EXERCISE PROMPT. Rewrite the records beginning at the line that contains "Accessibility service: describe where the white sand" and ending after the line that contains "[0,118,96,167]", keeping the requests. Scale every bounding-box coordinate in the answers by 0.25, rounding to whole numbers with halves rounded up.

EXTRACTED ENTRIES.
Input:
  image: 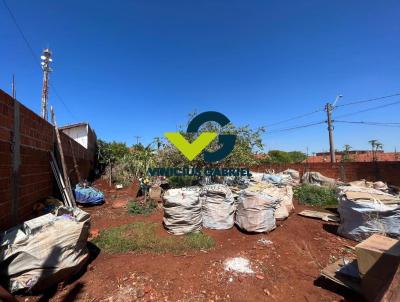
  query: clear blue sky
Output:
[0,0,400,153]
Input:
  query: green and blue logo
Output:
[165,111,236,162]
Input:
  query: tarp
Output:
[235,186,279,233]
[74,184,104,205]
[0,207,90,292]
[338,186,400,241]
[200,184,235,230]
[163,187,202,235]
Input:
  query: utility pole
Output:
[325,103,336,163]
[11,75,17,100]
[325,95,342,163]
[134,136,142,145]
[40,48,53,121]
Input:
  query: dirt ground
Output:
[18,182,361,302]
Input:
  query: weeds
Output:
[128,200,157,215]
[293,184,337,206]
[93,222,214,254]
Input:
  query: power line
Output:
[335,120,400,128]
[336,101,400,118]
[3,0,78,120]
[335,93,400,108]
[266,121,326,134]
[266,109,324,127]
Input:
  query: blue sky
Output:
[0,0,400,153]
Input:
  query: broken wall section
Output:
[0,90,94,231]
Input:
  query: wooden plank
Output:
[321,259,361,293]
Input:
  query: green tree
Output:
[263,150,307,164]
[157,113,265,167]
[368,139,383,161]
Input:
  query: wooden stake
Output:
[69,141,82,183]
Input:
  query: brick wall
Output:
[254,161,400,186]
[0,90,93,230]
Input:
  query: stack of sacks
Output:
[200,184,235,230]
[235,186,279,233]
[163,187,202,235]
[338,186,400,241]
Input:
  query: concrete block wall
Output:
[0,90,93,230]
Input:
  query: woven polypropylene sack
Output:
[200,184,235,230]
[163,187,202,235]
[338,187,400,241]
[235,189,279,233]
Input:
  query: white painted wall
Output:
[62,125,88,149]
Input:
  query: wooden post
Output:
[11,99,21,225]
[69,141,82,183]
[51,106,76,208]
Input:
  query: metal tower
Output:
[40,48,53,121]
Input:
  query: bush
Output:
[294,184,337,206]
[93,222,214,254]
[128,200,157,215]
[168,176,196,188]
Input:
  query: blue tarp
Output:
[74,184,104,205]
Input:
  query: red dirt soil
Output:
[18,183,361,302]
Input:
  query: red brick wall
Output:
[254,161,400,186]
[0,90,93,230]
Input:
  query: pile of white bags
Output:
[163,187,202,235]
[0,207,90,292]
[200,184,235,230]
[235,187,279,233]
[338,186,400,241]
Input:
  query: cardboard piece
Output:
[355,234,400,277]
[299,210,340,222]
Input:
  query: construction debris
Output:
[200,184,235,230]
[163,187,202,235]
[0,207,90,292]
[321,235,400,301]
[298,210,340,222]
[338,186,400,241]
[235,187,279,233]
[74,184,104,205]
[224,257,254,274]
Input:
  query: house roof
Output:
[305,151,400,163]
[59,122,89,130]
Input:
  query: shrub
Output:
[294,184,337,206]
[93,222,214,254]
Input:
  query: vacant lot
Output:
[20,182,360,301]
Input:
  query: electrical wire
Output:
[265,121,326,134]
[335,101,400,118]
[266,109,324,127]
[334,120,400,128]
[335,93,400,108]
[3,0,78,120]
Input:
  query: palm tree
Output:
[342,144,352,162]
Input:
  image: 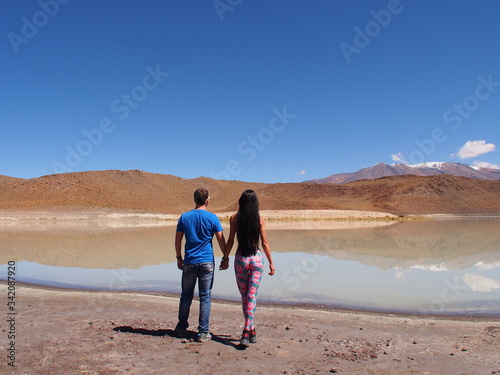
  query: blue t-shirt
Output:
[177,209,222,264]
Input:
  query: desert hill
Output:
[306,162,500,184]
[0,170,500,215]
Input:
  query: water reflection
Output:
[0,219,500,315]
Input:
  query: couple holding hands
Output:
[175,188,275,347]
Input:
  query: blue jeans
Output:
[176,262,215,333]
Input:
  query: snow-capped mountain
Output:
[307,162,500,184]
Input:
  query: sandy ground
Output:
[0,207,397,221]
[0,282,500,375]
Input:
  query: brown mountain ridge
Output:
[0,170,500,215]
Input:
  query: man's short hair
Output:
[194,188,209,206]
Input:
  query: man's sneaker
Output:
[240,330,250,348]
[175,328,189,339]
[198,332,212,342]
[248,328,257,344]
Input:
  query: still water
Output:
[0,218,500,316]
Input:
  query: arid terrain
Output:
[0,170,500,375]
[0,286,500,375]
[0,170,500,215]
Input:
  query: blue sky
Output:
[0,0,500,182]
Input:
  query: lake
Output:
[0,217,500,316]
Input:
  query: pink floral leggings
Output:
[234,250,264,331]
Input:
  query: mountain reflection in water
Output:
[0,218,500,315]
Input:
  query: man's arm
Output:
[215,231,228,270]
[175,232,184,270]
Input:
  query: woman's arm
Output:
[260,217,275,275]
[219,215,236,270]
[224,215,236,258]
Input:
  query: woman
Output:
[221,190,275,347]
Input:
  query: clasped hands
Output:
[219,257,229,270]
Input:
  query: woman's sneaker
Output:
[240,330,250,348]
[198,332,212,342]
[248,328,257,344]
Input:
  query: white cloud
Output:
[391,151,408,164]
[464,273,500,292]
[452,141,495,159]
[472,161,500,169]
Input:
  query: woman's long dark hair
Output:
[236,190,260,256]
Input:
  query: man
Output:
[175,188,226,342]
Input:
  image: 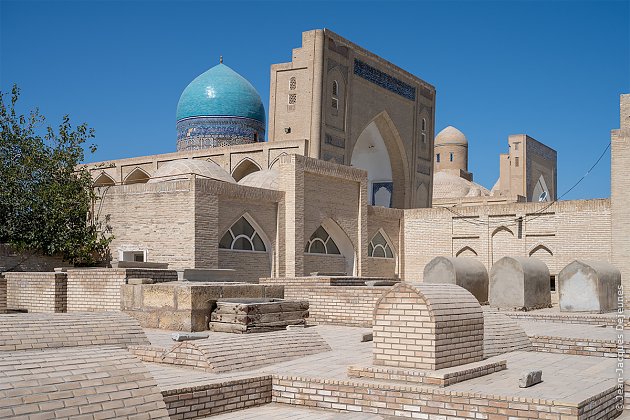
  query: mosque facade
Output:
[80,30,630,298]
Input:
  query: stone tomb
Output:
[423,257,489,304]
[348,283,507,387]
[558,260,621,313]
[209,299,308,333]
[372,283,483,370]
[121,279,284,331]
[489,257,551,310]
==
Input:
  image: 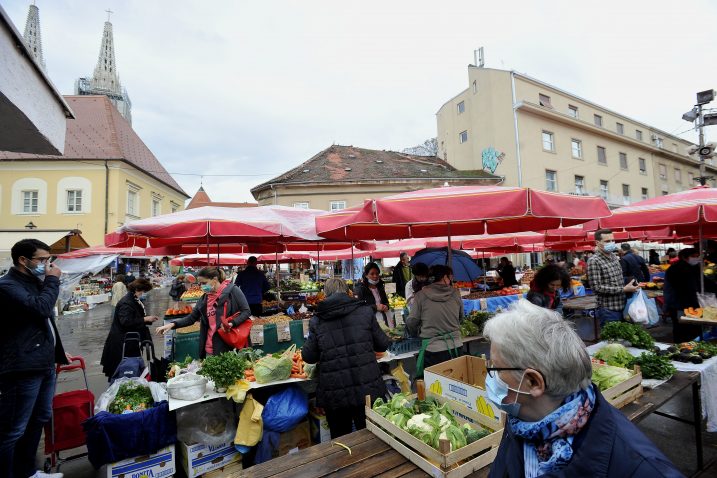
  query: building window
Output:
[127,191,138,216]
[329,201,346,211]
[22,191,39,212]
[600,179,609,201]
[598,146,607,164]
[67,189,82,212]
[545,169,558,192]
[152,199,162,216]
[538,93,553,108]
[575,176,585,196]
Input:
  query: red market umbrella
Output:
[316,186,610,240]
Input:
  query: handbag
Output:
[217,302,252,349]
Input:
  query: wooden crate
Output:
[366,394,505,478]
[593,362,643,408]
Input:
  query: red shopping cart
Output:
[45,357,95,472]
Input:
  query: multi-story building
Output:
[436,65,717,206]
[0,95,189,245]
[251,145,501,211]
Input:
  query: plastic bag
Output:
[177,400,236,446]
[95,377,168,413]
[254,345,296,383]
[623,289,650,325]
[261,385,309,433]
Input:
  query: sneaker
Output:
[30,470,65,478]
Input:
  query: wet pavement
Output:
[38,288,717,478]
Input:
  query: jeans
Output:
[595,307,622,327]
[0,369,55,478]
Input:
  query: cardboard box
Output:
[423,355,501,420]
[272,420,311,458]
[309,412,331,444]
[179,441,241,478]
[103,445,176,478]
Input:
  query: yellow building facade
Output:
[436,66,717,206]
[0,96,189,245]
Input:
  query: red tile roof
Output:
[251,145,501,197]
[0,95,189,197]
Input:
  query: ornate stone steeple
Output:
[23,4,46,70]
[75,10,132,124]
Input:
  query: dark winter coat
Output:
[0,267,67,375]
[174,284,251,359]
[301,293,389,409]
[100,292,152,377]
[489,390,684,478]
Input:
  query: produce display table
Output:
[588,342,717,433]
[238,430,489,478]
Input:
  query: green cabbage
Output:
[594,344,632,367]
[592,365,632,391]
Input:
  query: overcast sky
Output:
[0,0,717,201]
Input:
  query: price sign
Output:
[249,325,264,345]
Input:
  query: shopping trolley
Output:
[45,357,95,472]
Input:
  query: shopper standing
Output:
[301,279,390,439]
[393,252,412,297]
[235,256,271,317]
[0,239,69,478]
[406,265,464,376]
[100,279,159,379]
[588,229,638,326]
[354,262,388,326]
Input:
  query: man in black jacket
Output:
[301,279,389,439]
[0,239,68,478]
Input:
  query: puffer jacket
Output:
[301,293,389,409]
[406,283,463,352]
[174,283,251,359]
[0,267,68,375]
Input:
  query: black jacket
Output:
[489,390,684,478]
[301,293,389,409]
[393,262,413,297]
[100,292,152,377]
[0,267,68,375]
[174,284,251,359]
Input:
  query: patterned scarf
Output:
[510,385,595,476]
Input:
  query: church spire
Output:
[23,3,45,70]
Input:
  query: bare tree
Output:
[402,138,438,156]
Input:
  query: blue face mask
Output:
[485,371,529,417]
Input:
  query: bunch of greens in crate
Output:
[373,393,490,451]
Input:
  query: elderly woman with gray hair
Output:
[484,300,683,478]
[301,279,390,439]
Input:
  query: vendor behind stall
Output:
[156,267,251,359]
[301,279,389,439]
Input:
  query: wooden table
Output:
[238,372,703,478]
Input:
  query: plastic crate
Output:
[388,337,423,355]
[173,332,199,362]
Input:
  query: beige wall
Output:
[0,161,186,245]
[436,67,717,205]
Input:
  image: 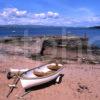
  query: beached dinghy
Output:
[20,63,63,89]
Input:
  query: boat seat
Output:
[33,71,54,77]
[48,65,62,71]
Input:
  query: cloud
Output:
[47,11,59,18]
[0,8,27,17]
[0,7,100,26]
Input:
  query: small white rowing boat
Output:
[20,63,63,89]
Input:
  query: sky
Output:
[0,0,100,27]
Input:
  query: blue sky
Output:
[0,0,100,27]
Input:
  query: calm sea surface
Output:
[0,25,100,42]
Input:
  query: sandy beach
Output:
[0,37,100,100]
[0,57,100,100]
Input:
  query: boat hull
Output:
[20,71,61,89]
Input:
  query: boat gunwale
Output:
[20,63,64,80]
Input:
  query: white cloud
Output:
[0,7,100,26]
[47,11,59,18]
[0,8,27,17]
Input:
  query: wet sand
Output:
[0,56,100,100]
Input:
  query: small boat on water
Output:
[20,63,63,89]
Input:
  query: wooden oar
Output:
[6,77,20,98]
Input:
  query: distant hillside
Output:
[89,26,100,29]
...
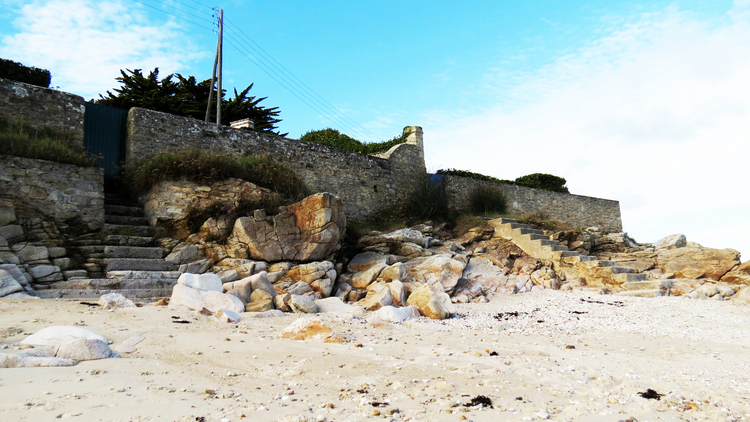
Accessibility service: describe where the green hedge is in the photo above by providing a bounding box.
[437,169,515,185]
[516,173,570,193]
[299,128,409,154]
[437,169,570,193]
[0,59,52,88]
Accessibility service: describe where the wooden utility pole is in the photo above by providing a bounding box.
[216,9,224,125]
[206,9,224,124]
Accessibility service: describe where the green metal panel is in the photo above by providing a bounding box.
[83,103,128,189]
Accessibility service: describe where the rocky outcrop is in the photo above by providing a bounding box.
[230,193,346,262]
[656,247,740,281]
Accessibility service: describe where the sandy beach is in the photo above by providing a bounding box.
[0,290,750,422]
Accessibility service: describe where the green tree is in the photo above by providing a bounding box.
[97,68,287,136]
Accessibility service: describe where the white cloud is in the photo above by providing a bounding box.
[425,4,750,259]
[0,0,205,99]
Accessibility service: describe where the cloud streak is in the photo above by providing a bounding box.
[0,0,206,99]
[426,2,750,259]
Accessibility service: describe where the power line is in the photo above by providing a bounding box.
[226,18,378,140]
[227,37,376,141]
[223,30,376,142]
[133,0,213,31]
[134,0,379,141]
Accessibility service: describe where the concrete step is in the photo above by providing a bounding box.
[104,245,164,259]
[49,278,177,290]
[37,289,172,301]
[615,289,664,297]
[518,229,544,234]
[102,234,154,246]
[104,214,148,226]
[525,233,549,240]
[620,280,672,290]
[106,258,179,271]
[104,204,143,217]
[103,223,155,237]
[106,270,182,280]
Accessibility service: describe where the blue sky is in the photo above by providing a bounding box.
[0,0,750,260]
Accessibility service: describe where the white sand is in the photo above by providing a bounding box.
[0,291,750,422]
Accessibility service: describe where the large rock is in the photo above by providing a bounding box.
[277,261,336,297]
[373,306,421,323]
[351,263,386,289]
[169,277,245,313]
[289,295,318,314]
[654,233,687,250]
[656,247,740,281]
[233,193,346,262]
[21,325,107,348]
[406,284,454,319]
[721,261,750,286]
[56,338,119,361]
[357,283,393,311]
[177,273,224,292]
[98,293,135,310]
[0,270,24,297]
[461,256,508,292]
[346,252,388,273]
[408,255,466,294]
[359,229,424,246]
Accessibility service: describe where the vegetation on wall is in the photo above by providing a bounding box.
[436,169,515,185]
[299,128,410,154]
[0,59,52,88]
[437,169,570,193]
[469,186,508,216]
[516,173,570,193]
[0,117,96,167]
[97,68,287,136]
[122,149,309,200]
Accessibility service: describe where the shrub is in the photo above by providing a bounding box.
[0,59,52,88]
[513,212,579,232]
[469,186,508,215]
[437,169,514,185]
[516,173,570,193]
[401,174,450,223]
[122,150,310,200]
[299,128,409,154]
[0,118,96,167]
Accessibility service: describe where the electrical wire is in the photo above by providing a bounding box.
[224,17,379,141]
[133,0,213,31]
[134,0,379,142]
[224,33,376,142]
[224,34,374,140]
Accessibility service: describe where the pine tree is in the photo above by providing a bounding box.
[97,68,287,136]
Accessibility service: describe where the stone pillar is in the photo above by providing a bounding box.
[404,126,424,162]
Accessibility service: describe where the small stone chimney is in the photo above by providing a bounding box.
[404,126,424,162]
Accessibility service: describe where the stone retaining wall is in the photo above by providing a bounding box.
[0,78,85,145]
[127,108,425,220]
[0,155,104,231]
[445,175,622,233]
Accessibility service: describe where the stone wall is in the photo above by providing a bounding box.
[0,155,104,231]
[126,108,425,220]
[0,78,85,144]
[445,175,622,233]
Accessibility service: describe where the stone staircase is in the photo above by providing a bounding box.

TASK SOLUTION.
Accessibility service: describe where the white sand is in the photo above by providing a bounding box.
[0,73,188,106]
Accessibility service: describe where the large rock is in the photo above by providing a bounding box.
[69,65,84,74]
[93,77,105,81]
[88,66,97,72]
[42,69,61,78]
[72,74,80,79]
[164,58,172,63]
[164,62,185,70]
[58,48,87,66]
[5,81,27,87]
[102,71,114,80]
[180,65,188,72]
[14,85,30,90]
[89,71,98,78]
[44,68,56,73]
[25,73,34,78]
[0,68,6,74]
[115,64,127,73]
[87,63,97,68]
[102,64,117,74]
[90,57,106,62]
Accessibility service: describe where the vegetation on wall is in the photo above by providing a bounding box.
[109,42,129,46]
[75,32,103,39]
[0,15,13,22]
[109,42,143,48]
[117,47,127,54]
[129,43,143,48]
[0,29,24,42]
[24,17,72,34]
[31,37,77,50]
Accessibility service: describe where the shrub is in the photo above by providing a bounding box.
[0,15,13,22]
[128,53,145,58]
[117,47,127,54]
[109,42,129,46]
[129,43,143,48]
[100,44,113,56]
[31,38,78,50]
[75,32,102,39]
[0,30,24,42]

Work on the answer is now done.